* Task item: Write the listing below out again word for word, without a single picture.

* Provided data:
#####
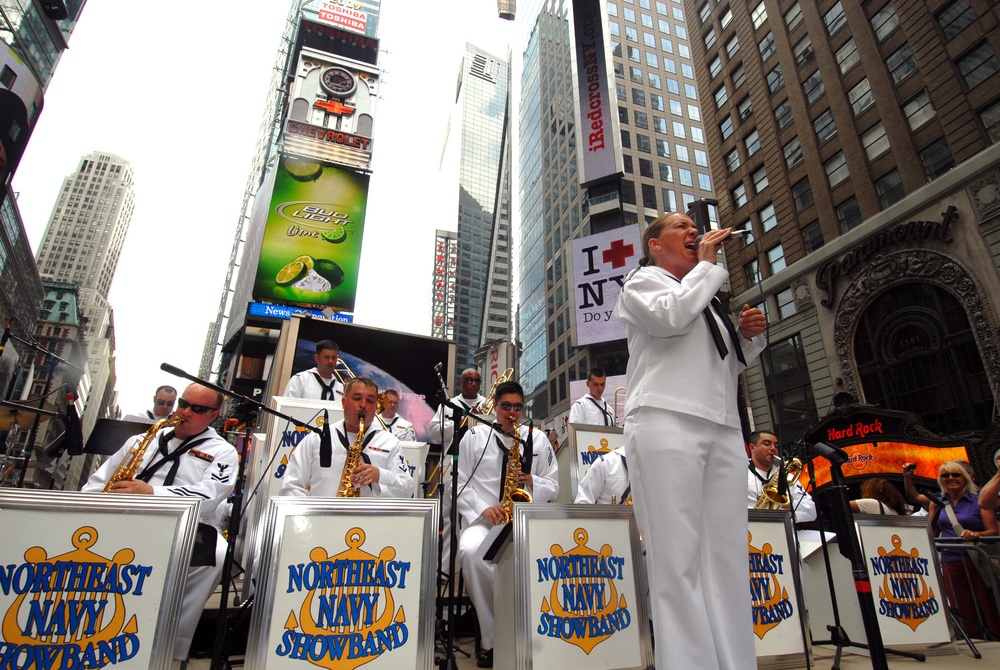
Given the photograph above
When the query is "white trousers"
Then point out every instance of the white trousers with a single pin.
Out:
(478, 575)
(201, 583)
(688, 481)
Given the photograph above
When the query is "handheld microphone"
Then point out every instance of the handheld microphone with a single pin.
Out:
(733, 233)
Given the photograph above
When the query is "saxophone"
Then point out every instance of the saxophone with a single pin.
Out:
(347, 488)
(512, 493)
(769, 496)
(133, 459)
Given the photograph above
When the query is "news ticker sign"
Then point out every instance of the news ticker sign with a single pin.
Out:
(598, 126)
(600, 264)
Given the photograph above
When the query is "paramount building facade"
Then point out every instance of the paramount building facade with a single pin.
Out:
(858, 143)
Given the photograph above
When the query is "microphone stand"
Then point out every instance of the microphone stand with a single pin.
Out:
(220, 651)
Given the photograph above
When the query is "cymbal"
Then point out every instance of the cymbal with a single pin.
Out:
(23, 418)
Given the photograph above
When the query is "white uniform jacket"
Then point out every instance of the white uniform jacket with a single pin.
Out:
(481, 470)
(802, 502)
(591, 411)
(401, 428)
(305, 477)
(442, 428)
(659, 312)
(304, 385)
(206, 472)
(607, 478)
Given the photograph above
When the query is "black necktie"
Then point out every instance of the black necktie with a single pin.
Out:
(713, 327)
(327, 388)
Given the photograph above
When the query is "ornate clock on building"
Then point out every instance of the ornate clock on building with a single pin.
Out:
(338, 81)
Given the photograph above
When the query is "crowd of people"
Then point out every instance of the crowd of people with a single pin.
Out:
(684, 451)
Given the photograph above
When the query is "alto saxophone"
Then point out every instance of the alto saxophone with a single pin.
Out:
(133, 459)
(347, 488)
(512, 493)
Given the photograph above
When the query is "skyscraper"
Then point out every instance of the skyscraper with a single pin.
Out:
(482, 141)
(858, 142)
(82, 244)
(659, 141)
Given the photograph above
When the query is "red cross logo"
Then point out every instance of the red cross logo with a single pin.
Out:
(618, 253)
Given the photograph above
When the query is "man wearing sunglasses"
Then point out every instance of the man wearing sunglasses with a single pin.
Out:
(382, 473)
(163, 406)
(482, 469)
(190, 460)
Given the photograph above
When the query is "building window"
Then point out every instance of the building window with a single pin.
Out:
(783, 115)
(775, 80)
(758, 16)
(793, 153)
(786, 303)
(847, 56)
(766, 46)
(977, 65)
(836, 168)
(901, 63)
(875, 141)
(861, 97)
(726, 128)
(835, 19)
(802, 192)
(890, 188)
(813, 87)
(752, 272)
(710, 39)
(648, 196)
(956, 17)
(721, 96)
(759, 177)
(885, 21)
(849, 214)
(824, 126)
(991, 120)
(918, 110)
(812, 236)
(776, 259)
(745, 108)
(715, 67)
(768, 219)
(732, 46)
(739, 76)
(793, 17)
(937, 158)
(739, 194)
(732, 161)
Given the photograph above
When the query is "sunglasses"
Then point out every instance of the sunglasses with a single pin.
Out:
(197, 409)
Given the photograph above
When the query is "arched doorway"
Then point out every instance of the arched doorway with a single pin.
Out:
(916, 351)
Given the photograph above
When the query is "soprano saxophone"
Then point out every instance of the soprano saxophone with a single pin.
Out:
(133, 459)
(347, 488)
(512, 493)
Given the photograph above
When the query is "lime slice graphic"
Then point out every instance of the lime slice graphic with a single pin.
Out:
(291, 273)
(335, 235)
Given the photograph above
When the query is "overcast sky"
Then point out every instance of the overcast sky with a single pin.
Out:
(178, 89)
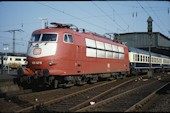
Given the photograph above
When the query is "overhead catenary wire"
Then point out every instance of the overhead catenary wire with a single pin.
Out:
(119, 15)
(158, 18)
(108, 16)
(149, 15)
(55, 9)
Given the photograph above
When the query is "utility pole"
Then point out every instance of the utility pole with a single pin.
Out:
(150, 43)
(13, 31)
(44, 24)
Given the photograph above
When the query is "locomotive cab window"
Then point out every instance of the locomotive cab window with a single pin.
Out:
(49, 37)
(68, 38)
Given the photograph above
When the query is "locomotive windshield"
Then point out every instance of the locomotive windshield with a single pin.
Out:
(43, 37)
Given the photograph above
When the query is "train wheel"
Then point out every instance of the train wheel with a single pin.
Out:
(80, 80)
(94, 79)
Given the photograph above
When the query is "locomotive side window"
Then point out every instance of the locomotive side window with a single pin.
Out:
(49, 37)
(68, 38)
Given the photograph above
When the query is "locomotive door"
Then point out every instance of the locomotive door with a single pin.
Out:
(78, 54)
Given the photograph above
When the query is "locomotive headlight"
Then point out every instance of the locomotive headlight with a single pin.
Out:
(51, 63)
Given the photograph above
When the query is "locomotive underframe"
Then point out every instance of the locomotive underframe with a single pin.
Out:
(69, 80)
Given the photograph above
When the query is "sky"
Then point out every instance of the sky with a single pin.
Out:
(96, 16)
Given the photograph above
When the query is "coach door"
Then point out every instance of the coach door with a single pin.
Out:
(78, 53)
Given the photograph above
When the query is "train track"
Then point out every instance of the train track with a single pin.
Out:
(130, 100)
(80, 100)
(158, 101)
(71, 98)
(31, 101)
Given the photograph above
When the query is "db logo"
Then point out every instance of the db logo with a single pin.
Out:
(37, 51)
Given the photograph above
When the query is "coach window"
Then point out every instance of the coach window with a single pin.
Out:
(68, 38)
(17, 59)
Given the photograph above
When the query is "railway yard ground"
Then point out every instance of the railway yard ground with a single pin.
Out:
#####
* Exercise response:
Given the photograph above
When the query is "white trousers"
Then point out every instance of the white trousers with a single pin.
Out:
(478, 575)
(201, 583)
(688, 481)
Given the photograph above
When the query is "handheld microphone"
Then point out every instance of the handheld microphone with a single pin.
Out:
(733, 233)
Given the photograph above
When the query is "saxophone"
Then point out every instance of the saxophone with a single pin.
Out:
(347, 488)
(512, 493)
(769, 496)
(133, 459)
Given the photograph above
When the query is "news ticker sign"
Then point out every instance of the news ticker sign with a single pin.
Out:
(598, 126)
(600, 264)
Given the photograph above
When the query is "paramount building facade"
Then point out every instance of the paramount building facade with a single pin.
Out:
(858, 143)
Given the photograph above
When the query is "microphone stand"
Then point out every instance of the microphone stand with a single pin.
Out:
(220, 651)
Given the photograph above
When the query is "cymbal"
Then point out every instance of the cymbal with a single pin.
Out:
(23, 418)
Given the photograph above
When the query is "white uniform jacket"
Then point out every instance of the white uniform jacket with a single pin.
Out:
(481, 470)
(802, 502)
(591, 411)
(401, 428)
(305, 477)
(442, 428)
(659, 312)
(304, 385)
(206, 472)
(607, 478)
Given the photograph above
When the query is "black necktie"
Then point out every instance of the black necktie with a single pin.
Out:
(713, 327)
(327, 388)
Given the photograph above
When the query is "ornate clock on building"
Then point out every instance of the ornate clock on building with a single pin.
Out:
(338, 81)
Given the photograph above
When the query is "crowd of people"
Then point out every instance of the crowd of people with a single pin.
Out:
(684, 451)
Given the photograph above
When the query is "alto saxophone"
Then point out every instance of the alto saxophone with a single pin.
Out:
(133, 459)
(347, 488)
(512, 493)
Given the photograph above
When the query is "skyscraper"
Then point out every instance of the skyscraper with a single pin.
Out:
(482, 141)
(858, 142)
(82, 244)
(659, 141)
Given the photograph above
When the query is "red cross logo"
Then point out every instance of the red cross logo with a single pin.
Out:
(618, 253)
Given the photograph above
When the query is "man wearing sunglasses"
Then point out every instance of the man wearing sunglasses with a single pin.
Out:
(382, 473)
(163, 406)
(482, 469)
(190, 460)
Given the photograph above
When the query is "building window"
Then point out every instance of the building window with a single pin.
Out:
(783, 115)
(775, 80)
(758, 16)
(793, 153)
(786, 303)
(847, 56)
(766, 46)
(977, 65)
(836, 168)
(901, 63)
(875, 141)
(861, 97)
(726, 128)
(835, 19)
(802, 192)
(890, 188)
(813, 87)
(752, 272)
(710, 39)
(648, 196)
(956, 17)
(721, 96)
(759, 177)
(885, 21)
(849, 214)
(824, 126)
(991, 120)
(918, 110)
(812, 236)
(776, 259)
(745, 108)
(715, 67)
(768, 219)
(732, 46)
(739, 76)
(793, 17)
(937, 158)
(739, 194)
(732, 161)
Given the photograph above
When the query is "sunglasses"
Then point out every instance of the sunglasses with a single pin.
Out:
(197, 409)
Given the photograph above
When the query is "arched doorway"
Then point out every instance of the arched doorway with a single pin.
Out:
(916, 351)
Given the photograph above
When the query is "soprano saxophone"
Then point out every instance of the soprano saxophone with a single pin.
Out:
(133, 459)
(347, 488)
(512, 493)
Given the photograph above
When the query is "lime slice graphic"
Then point out every instance of the lime slice graphic with a single pin.
Out:
(291, 273)
(335, 235)
Given the photograph above
When the query is "overcast sky"
Then point out every instance of the overcast sky with a single pin.
Out:
(178, 89)
Given the photograph above
When the query is "overhead catenary wire"
Then point out every instance of the overhead catenary wire with a single pin.
Out:
(119, 15)
(158, 18)
(108, 16)
(149, 15)
(55, 9)
Given the photograph above
When the query is "utility pole"
Then point out every instance of the utility pole with a single pin.
Out:
(150, 43)
(13, 31)
(44, 24)
Given the photograph above
When the query is "locomotive cab window"
Then point out every instance of the locomotive cab window with a single pin.
Out:
(49, 37)
(68, 38)
Given the photograph above
When the query is "locomotive windshield"
Then point out every instance of the locomotive windshield with a single pin.
Out:
(43, 37)
Given the photograph above
When the query is "train wheel"
Then point out every instance of the train wheel with a single pin.
Out:
(80, 80)
(94, 79)
Given the photograph above
When the query is "locomotive side window"
Then point out every instance of the locomotive side window with a single pin.
Out:
(49, 37)
(68, 38)
Given the photograph above
When the query is "locomotive door"
Then point out every instance of the locomotive door with a single pin.
Out:
(78, 54)
Given the photograph above
When the query is "locomotive headlight"
Then point out every instance of the locomotive headlight with a single pin.
Out:
(51, 63)
Given the photograph above
When the query is "locomotive underframe"
Then point out every instance of the locomotive underframe with a single pin.
Out:
(69, 80)
Given the photograph above
When the query is "sky"
Then point out every instance of the sky with a single pin.
Out:
(96, 16)
Given the photograph above
When the query is "coach door"
Then point out every instance of the coach door with a single pin.
Out:
(78, 53)
Given the photograph above
When the query is "train track"
Then point out every instance of the train track with a single pin.
Out:
(130, 100)
(80, 100)
(158, 101)
(71, 98)
(31, 101)
Given the photograph above
When the query is "db logo"
Then point out every instance of the db logo with a single pin.
Out:
(37, 51)
Given the photograph above
When the query is "coach window"
Then point out every instance of the coach window with a single pin.
Out:
(68, 38)
(17, 59)
Given the photograph above
When the query is "railway yard ground"
Then point out every instance of the railway yard ground with a single pin.
Out:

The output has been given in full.